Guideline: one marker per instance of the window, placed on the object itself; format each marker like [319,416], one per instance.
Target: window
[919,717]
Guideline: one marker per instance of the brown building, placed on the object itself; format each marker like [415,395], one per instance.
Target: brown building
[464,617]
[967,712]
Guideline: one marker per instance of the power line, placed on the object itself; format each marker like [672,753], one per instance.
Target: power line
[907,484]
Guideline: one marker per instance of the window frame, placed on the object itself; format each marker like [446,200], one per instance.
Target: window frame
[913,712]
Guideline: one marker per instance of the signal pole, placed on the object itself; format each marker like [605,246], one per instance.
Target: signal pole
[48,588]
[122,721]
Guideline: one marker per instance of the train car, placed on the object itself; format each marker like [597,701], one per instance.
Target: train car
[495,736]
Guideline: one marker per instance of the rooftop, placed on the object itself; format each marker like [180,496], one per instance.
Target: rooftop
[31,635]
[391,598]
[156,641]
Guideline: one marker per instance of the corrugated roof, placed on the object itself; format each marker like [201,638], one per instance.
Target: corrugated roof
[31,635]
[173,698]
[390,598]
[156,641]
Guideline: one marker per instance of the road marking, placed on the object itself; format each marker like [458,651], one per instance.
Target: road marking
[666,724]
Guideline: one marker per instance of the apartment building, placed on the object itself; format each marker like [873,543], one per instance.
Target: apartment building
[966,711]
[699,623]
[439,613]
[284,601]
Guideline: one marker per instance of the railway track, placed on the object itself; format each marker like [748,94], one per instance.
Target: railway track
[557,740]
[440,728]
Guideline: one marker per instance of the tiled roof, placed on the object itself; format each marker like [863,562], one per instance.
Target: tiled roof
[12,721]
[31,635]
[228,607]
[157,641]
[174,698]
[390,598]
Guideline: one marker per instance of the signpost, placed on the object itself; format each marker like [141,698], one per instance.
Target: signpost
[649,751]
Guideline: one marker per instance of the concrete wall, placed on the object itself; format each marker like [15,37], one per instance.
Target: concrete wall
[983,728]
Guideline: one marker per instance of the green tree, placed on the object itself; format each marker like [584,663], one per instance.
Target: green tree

*Goal*.
Copy out the lines of the items above, without any changes, from the line containing "Guideline: one marker per instance of the green" through the final line of the items, including both.

*Response to the exercise*.
Guideline: one marker per instance of the green tree, placed on the object itself; format each marker like [584,663], one per instance.
Target: green tree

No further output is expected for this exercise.